* _Text_

To analyze the simulation result, plastic strain components were introduced, according to the coordinates, the plastic strain along the Z–axis (axial direction) was named as PEz while that along the Y–axis (radial direction) was named as PEy. These two components represent the strain state of the local material on axial and radial directions respectively. The increment of plastic strain, named as ΔPEz and ΔPEy, was studied to quantify the difference in one stroke. ΔPEz contributes to the overall elongation whereas ΔPEy contributes to the final wall thickness. As the former research showed, there are local positions where the material flow is the most active [15,20], but the features of the active areas and the influence of the friction condition were not thoroughly investigated, which could further affect the die life. Local peaks were defined to describe the feature of the ΔPEz (Figure 4). The two peaks are generated by the contact between the die and the workpiece. They are correlated to the locations where the geometry of the die changes, i.e., the first contact in zone I.I and zone I.II. The peaks (Peak 1 and Peak 2 within the blue dash lines) were found according to the following principles: the start position of the peak was the last node after which the deviation is obviously higher than the nodes before, the Z coordinate of the start points were named as Zstart–1 and Zstart–2, the end position of Peak 2 is the same as (Zend–2); the end position of Peak 1 was chosen at the position with the local lowest value of ΔPEz. The representing height of the two peaks (mean ΔPEz) was calculated by the mean value of ΔPEz of all nodes within the boundaries Zstart to Zend. The coordinates of barycenter were calculated by finding the position where half of the representing height was reached.

* _Objective A_
List the names the plastic strain text gives to the two plastic strain components and to their increments.
The passage above and the rows that come next are unrelated to each other.

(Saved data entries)
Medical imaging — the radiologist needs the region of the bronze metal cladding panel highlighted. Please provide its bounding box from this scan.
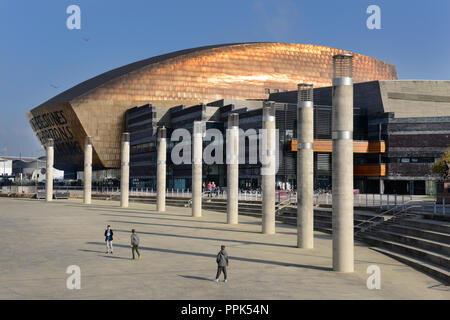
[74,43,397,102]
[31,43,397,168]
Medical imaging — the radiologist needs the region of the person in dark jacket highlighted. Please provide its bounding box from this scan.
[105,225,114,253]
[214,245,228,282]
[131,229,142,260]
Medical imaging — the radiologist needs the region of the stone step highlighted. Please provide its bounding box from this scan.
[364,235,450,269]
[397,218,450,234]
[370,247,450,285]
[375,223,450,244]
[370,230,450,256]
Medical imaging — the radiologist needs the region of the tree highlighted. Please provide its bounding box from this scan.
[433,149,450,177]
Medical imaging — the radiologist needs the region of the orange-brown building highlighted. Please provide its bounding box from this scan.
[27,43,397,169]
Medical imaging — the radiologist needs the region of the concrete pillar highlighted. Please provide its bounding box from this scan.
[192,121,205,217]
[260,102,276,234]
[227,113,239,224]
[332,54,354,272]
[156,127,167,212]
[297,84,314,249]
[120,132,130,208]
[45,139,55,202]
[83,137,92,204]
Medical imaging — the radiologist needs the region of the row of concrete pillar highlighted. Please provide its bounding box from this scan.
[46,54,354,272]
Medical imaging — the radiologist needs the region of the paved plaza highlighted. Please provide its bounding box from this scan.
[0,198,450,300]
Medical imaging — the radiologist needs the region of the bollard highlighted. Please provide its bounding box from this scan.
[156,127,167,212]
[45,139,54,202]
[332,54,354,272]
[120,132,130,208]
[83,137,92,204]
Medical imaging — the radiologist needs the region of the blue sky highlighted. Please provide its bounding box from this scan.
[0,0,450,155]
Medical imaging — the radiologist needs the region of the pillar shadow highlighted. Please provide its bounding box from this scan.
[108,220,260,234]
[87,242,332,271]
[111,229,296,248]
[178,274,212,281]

* _Objective B_
Lay out the saved data rows as a JSON list of strings, one string per line and no blank lines, from the first row up to and including the line with "[131,229,142,260]". Leave the pictures out.

* _Expected output A_
PEz, PEy, ΔPEz, ΔPEy

* _Expected output B_
[
  "Medical imaging — the radiologist needs the region of the bronze metal cladding panel highlighted. Please provide its bounding box from this scan.",
  "[74,43,397,102]",
  "[31,43,397,168]",
  "Medical imaging — the radiologist needs the region of the person in dark jacket highlighted. Please provide its bounding box from this scan.",
  "[105,225,114,253]",
  "[214,245,228,282]",
  "[131,229,142,260]"
]